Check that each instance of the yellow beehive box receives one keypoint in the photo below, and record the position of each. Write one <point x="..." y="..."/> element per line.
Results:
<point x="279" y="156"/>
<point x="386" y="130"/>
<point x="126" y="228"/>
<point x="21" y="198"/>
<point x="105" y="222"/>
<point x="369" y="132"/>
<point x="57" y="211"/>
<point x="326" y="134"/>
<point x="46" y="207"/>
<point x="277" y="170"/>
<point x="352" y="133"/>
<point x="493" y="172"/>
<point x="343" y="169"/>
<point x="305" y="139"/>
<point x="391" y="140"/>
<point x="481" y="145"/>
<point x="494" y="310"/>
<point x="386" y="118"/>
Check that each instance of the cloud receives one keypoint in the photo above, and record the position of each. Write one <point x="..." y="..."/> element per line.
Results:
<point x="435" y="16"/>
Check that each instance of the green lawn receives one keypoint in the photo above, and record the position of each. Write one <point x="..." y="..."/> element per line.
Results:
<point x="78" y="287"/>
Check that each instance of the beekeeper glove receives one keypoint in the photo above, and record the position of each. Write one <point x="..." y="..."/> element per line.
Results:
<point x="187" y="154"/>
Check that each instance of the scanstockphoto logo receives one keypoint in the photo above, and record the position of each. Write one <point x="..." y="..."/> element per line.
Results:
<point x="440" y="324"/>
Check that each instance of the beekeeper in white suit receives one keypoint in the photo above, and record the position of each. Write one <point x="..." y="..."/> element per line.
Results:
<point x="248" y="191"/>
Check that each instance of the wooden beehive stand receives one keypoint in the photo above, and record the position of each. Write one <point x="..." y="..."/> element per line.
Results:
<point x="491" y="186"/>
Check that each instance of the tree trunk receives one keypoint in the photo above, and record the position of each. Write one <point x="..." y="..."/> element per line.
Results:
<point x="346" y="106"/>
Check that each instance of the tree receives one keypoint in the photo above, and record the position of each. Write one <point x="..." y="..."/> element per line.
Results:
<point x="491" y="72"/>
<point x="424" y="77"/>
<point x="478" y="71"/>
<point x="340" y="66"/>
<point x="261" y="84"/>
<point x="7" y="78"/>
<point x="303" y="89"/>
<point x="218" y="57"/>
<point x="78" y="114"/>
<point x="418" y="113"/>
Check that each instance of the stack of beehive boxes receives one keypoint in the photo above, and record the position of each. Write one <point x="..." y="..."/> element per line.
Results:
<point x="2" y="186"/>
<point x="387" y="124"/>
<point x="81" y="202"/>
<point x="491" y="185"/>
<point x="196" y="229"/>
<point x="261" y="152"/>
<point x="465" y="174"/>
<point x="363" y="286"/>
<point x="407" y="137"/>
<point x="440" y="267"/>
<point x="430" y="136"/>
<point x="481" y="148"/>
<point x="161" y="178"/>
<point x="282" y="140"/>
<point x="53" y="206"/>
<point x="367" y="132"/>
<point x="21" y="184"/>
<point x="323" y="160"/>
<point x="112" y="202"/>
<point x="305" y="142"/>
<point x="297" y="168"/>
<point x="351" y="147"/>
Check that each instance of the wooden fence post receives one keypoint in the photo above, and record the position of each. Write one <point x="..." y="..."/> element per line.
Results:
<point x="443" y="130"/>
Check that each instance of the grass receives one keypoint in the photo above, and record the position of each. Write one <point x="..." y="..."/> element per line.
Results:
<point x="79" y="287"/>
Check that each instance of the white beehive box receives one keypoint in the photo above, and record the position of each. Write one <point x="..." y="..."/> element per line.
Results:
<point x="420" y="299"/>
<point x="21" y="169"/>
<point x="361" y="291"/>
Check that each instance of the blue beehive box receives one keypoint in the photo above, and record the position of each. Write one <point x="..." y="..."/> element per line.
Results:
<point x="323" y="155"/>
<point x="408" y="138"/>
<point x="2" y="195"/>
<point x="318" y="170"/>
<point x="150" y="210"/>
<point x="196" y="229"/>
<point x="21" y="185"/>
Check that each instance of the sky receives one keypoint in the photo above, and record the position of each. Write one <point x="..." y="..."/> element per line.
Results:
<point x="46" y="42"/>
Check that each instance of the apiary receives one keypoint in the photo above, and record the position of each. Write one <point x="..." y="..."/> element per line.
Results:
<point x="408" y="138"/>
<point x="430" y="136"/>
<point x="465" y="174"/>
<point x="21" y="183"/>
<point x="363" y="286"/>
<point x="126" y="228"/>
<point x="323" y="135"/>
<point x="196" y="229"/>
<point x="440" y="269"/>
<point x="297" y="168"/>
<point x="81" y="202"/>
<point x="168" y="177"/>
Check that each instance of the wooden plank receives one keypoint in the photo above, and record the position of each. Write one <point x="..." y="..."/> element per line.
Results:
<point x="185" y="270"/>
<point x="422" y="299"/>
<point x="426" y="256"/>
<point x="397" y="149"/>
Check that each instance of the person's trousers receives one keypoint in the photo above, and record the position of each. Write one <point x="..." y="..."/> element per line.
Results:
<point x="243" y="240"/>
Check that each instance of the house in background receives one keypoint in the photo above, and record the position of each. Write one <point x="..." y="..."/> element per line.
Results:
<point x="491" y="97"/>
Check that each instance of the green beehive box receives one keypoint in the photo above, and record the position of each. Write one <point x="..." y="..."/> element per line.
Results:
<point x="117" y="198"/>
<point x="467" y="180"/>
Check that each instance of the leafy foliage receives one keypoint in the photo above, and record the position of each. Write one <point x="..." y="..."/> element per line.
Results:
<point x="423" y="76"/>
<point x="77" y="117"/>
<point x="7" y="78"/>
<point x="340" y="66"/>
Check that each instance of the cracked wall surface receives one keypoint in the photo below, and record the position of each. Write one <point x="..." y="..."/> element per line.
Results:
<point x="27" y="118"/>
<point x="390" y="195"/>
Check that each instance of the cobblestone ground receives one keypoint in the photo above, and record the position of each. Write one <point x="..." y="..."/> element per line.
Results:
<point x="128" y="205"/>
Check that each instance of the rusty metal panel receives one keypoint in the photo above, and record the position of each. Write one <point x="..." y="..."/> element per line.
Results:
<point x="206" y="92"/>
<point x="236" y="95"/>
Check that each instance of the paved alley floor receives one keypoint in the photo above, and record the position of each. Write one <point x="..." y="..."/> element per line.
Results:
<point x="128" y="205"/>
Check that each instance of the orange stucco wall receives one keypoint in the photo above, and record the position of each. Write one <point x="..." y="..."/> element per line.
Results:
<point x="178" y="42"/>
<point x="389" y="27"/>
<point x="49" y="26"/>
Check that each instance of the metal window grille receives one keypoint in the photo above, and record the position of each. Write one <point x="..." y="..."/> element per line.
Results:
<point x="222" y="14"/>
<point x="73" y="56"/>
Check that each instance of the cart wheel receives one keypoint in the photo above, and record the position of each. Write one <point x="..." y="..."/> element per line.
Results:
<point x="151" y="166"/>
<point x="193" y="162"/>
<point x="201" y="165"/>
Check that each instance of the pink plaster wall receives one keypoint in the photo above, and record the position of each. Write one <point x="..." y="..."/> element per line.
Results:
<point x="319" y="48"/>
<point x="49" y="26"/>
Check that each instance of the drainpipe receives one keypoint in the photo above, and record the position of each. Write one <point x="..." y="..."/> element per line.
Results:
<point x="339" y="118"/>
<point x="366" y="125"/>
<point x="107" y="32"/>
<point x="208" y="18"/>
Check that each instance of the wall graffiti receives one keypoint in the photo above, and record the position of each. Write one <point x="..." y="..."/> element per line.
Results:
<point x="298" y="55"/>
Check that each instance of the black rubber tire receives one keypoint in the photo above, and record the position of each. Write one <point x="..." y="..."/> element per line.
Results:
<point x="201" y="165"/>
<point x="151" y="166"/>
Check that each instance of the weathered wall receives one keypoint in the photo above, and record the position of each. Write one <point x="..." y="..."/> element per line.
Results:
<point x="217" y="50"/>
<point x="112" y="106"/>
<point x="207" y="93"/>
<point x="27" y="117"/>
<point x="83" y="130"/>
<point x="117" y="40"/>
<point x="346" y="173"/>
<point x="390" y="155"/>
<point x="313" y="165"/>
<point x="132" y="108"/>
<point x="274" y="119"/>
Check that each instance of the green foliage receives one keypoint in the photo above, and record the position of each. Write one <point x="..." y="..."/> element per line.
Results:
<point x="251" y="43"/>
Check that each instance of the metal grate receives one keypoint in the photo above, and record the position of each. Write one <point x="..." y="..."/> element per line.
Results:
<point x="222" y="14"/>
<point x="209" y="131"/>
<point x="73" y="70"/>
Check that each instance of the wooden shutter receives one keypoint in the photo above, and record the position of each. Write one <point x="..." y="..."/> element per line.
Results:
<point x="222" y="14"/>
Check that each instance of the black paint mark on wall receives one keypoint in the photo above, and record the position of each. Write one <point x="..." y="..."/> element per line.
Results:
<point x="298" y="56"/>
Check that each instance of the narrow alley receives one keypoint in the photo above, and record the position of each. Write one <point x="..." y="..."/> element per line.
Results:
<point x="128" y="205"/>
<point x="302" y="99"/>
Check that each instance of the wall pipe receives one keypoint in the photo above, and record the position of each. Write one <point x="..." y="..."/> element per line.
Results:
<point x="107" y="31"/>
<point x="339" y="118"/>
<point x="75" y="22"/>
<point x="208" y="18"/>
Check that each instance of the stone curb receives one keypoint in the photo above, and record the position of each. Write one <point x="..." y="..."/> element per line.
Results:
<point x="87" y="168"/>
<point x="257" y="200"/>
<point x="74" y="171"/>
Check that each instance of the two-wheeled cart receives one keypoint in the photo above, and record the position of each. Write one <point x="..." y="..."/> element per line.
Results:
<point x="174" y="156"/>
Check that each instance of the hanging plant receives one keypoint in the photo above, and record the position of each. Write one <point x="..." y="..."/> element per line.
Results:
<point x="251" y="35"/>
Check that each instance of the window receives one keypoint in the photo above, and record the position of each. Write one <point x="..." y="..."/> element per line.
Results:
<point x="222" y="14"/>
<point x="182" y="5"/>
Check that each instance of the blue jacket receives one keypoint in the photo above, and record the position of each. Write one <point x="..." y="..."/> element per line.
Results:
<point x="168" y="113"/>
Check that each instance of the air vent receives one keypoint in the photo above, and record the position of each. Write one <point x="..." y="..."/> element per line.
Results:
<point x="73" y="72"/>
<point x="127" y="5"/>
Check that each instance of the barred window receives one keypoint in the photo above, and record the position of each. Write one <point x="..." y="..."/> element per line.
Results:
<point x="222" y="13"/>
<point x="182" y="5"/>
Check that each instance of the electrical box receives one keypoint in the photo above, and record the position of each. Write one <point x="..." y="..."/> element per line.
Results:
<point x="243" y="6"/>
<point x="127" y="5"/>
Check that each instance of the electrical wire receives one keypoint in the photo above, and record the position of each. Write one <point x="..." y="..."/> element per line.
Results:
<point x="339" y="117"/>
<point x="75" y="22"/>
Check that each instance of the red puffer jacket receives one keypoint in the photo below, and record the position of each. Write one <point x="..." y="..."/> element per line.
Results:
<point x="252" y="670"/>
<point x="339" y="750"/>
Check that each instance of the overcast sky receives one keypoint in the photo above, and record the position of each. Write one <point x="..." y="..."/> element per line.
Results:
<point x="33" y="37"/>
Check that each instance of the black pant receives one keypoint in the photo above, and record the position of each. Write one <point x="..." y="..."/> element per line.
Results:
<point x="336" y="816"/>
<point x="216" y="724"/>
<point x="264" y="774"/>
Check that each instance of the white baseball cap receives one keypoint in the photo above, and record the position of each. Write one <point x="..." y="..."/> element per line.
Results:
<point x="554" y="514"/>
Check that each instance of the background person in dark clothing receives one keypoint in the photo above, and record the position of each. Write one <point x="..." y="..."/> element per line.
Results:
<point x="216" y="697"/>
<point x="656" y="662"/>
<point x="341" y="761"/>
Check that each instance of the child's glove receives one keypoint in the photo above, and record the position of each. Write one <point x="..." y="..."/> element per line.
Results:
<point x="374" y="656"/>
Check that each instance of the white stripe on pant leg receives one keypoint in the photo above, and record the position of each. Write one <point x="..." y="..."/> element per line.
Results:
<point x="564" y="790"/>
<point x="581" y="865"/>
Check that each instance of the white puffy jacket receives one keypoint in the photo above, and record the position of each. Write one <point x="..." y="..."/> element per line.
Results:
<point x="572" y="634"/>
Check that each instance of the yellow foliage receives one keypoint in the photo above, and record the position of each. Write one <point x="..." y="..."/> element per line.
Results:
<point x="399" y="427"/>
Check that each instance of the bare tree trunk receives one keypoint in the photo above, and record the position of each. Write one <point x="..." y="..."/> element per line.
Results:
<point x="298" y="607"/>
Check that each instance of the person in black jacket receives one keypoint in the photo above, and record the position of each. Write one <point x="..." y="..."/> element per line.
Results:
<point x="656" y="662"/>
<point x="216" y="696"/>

[Exercise]
Update the rows beginning at the line that has "Check that each instance of the person in" and running through the end of the rows, replacing "black jacket" with "dark jacket" and leaving everything else unchanged.

[Task solution]
Check that each instance of the person in dark jacket receives one keypoint in the photo above, and record the position of each. Write one <point x="..." y="..."/> element per line.
Results:
<point x="656" y="662"/>
<point x="216" y="696"/>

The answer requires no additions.